So be sure to visit Her Plot Thickens for our weekly musings about being a writer.

Tuesday, January 19, 2010

Out of Bounds

A tennis court is defined by crisp white lines. You slice the ball cross-court. You send it down the line. No matter what you do, you need to keep it within the designated boundary. Wallop it too hard, and you lose the point.

In girl's lacrosse, there are no boundaries. I remember being baffled by this the first time I heard the rule.

"Wait, so I can run up over to the soccer fields?" I asked, my head cocked to one side and my brow crinkled. "And the whistle will never blow?"

"Sure, though I'm not sure why you'd want to do that since the goal is right over there," the coach answered, pointing to the cage ten feet behind her.
════════════════════
## [Problems to work on]
(A) According to the Out of Bounds post, what happens in tennis if you hit the ball too hard?
(B) In the Out of Bounds post, why does the coach say she isn't sure why a player would want to run over to the soccer fields?
You won't need the dataset records to complete these tasks.

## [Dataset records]
════════════════════
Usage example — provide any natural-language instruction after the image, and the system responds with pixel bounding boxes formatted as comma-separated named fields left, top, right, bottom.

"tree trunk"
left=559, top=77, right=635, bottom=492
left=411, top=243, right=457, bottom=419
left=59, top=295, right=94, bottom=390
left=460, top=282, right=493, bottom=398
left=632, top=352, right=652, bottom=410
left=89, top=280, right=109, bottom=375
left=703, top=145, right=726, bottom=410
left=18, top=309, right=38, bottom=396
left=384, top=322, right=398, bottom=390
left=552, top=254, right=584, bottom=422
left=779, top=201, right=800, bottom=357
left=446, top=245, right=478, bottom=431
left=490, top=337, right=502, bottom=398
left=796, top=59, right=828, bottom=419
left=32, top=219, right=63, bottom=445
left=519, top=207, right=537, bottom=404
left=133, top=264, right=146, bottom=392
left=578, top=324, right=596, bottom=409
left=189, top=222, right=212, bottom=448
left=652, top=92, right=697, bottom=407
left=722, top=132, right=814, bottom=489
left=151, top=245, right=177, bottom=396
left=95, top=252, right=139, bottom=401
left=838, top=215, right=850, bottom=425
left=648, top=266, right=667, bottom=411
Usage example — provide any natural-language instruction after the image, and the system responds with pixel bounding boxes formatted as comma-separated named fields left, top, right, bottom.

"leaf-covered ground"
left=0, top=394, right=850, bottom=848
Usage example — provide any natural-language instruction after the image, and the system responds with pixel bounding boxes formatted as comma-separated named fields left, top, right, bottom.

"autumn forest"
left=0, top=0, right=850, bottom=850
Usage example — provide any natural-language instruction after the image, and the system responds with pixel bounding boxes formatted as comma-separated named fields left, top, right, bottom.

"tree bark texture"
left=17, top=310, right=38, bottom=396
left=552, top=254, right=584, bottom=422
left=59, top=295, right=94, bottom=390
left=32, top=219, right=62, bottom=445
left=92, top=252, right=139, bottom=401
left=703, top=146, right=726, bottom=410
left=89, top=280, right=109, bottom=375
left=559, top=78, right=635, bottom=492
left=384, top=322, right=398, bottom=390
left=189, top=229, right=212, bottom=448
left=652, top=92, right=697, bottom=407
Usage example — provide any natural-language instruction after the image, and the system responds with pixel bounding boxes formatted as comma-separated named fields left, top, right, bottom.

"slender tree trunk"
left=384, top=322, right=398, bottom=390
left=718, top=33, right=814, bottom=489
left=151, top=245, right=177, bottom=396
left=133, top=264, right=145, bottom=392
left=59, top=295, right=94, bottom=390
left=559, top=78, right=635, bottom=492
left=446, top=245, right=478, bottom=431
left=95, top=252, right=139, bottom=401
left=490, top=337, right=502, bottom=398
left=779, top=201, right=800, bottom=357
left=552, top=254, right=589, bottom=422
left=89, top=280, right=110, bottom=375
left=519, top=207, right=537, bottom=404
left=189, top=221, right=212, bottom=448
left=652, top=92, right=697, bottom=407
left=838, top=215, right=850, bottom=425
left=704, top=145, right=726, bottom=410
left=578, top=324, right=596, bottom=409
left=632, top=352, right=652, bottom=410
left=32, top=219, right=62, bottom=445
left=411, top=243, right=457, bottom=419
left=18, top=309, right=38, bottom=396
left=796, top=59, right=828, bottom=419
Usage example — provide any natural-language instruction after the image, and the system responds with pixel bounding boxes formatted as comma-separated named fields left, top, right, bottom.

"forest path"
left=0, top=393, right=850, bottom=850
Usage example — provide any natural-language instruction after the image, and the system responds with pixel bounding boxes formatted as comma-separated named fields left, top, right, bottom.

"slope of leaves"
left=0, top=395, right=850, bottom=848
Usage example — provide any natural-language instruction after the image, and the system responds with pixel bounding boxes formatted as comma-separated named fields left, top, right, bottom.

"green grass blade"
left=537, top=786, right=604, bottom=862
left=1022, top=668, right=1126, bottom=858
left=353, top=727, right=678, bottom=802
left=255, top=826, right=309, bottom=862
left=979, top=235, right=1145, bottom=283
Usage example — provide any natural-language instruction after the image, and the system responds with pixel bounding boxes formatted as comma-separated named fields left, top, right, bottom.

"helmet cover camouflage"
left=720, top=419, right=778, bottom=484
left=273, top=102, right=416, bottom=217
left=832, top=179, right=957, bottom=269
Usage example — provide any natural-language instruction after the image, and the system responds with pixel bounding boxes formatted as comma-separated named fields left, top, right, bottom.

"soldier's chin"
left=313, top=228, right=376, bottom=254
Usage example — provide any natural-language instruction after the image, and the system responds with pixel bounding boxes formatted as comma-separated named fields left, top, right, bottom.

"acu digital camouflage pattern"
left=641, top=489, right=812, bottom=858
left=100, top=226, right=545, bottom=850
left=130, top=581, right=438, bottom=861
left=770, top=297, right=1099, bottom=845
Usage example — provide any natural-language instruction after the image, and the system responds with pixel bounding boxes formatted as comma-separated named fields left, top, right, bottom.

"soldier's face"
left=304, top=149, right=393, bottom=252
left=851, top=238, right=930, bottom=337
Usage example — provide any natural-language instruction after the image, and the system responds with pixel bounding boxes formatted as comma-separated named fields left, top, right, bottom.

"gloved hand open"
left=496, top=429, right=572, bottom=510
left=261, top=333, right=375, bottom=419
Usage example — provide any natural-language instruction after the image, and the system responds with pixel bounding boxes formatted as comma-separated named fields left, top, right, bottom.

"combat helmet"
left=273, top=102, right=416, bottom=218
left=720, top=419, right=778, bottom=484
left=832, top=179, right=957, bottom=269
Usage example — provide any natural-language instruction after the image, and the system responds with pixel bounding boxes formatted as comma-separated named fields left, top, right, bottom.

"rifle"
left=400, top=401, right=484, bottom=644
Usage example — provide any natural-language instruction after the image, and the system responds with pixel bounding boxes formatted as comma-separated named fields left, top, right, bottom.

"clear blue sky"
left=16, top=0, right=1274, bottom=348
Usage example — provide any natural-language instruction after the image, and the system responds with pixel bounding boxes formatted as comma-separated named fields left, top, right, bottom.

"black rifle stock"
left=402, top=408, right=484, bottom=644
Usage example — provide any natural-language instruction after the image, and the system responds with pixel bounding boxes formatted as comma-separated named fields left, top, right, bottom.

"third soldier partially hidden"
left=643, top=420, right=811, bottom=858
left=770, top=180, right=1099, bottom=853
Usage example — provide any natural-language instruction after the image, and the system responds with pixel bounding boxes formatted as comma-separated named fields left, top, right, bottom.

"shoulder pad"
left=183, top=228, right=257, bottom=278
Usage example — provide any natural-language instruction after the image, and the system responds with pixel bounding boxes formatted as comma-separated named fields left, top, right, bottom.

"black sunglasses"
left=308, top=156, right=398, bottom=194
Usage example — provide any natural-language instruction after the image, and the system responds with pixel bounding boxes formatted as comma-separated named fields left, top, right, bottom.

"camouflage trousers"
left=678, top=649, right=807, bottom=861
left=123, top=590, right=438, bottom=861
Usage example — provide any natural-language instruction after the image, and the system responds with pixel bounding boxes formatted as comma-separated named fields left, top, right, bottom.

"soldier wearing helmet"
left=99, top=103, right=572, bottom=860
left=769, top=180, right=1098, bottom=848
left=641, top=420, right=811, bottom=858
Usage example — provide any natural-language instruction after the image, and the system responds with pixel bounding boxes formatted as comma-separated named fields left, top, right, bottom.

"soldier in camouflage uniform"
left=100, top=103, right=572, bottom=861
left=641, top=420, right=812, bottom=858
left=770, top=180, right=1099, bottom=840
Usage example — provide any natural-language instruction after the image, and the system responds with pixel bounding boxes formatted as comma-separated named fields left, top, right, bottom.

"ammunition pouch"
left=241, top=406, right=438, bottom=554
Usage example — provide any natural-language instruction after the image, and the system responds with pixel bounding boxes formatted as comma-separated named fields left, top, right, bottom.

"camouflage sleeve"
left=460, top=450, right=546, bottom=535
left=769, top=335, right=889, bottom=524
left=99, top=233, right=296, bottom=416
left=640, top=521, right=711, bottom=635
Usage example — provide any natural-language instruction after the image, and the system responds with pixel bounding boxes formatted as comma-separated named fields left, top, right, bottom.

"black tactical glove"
════════════════════
## [Solutions in order]
(A) You lose the point.

(B) The goal is right nearby, in the cage ten feet behind the coach, so running off to the soccer fields would take the player away from where she needs to be.